→ Text segment:
Bevin: Universities should cut programs, close buildings

Jim Cooney holds a mock audition during the dance master class Saturday, March 3, 2014, in Gordon Wilson Hall in Bowling Green, Ky. Cooney critiqued the dancers after watching them perform ‘Dancing in the Street’ from the Broadway musical Motown and told the dancers who he would have called back if it had been a real audition.

Monica Kast, Emma Austin

Last week at a higher education conference, Gov. Matt Bevin encouraged Kentucky colleges and universities to cut programs that don’t fill high demand jobs.

“Find entire parts of your campus … that don’t need to be there,” Bevin said in a speech at the Governor’s Conference on Postsecondary Education Trusteeship last week. “Either physically as programs, degrees that you’re offering, buildings that … shouldn’t be there because you’re maintaining something that’s not an asset of any value, that’s not helping to produce that 21st century educated workforce.”

Bevin specifically targeted “interpretive dance” programs, which do not exist as a major in Kentucky. WKU, as well as the University of Kentucky and Northern Kentucky University, offer bachelor’s of fine arts degrees in theater and dance.

“If you’re studying interpretive dance, God bless you, but there’s not a lot of jobs right now in America looking for people with that as a skill set,” Bevin said at the conference.

Last year Bevin, who has a bachelor of arts degree in East Asian studies from Washington and Lee University in Lexington, Virginia, made similar comments about students who study French literature, saying, “All the people in the world that want to study French literature can do so, they are just not going to subsidized by the taxpayer.”

Glasgow senior Trevor Edwards began dancing when he was a junior in high school and attended the Governor’s School for the Arts.

“It was one of the most life-changing experiences I’ve had,” Edwards said. “They saw all the passion in me.”

From attending GSA, Edwards said he decided to pursue a career in dance after encouragement from instructors who told him, “Don’t stop dancing.”

From there, Edwards got connected to WKU’s dance program. Edwards said at the time he was applying for colleges, WKU was the only university in the state that offered a bachelor’s of fine arts degree in dance.

Edwards also added that “there are no programs for interpretive dance.” Edwards said his studies through WKU’s dance program focus on modern dance, including ballet and jazz.

“There’s so much more depth to the conversation,” Edwards said of Bevin’s comments.

Edwards said he wishes Bevin would have consulted with a professional who has worked in the dance industry before making those comments. Edwards, the president of WKU’s National Dance Education Organization, said they are working on reaching out to Bevin with more information about the dance programs in Kentucky and professional opportunities after college.

→ Work to complete:
- A) Answer these from the article on Bevin's call to cut university programs:
(i) What degree does Bevin hold, and from which university?
(ii) Which arts program did Trevor Edwards attend as a high school junior?
(iii) What field of study did Bevin comment on last year?
- B) Please reproduce the article on Bevin's call to cut university programs word for word, starting at "Bevin: Universities should" and ending at "a real audition.".

→ Information:
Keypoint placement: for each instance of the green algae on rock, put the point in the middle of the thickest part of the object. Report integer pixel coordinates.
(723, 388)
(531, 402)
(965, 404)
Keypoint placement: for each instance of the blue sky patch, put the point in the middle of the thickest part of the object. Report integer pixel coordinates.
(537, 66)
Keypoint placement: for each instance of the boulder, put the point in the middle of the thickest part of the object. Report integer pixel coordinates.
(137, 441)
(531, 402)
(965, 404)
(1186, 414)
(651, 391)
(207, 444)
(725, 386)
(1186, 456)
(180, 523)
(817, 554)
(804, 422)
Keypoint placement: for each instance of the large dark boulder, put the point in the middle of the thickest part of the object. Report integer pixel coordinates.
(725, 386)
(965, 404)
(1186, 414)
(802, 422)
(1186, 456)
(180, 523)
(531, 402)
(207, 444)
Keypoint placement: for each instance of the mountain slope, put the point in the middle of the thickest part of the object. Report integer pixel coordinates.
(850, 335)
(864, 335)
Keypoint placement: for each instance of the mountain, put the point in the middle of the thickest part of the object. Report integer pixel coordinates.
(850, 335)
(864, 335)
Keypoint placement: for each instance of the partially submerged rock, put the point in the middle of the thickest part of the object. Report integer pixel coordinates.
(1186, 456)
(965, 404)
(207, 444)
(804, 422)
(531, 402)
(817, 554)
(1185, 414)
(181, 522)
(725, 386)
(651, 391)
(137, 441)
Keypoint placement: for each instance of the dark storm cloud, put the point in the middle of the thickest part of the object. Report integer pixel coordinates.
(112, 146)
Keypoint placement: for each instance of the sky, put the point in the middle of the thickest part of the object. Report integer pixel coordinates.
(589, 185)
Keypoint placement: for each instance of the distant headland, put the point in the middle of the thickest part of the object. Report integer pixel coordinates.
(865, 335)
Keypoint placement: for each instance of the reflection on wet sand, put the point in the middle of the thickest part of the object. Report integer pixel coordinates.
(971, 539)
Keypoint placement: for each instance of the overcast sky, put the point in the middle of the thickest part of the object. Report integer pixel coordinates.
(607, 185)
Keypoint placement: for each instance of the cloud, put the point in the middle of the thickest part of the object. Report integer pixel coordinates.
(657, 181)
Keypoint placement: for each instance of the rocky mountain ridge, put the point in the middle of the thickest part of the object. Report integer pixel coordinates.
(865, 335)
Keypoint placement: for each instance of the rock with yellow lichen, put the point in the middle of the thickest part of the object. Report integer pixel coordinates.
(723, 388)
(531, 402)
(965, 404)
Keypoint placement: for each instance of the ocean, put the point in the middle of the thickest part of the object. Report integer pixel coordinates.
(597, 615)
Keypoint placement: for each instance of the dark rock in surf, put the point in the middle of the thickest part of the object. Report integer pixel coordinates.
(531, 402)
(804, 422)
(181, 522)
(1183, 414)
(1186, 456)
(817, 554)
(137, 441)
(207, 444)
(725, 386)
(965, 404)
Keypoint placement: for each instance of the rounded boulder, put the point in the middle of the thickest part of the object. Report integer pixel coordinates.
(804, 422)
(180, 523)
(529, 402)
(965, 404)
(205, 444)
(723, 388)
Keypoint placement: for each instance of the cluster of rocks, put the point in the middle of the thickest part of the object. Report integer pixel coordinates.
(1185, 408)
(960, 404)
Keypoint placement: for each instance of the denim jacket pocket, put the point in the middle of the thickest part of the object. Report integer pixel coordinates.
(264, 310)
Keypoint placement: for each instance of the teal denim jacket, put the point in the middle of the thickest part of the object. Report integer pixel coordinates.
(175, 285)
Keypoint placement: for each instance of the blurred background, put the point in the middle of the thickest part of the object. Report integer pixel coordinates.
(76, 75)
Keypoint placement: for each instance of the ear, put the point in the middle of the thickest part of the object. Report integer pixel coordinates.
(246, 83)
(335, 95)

→ Written responses:
- A)
(i) A bachelor of arts degree in East Asian studies from Washington and Lee University.
(ii) The Governor's School for the Arts.
(iii) French literature.

- B)
Bevin: Universities should cut programs, close buildings

Jim Cooney holds a mock audition during the dance master class Saturday, March 3, 2014, in Gordon Wilson Hall in Bowling Green, Ky. Cooney critiqued the dancers after watching them perform ‘Dancing in the Street’ from the Broadway musical Motown and told the dancers who he would have called back if it had been a real audition.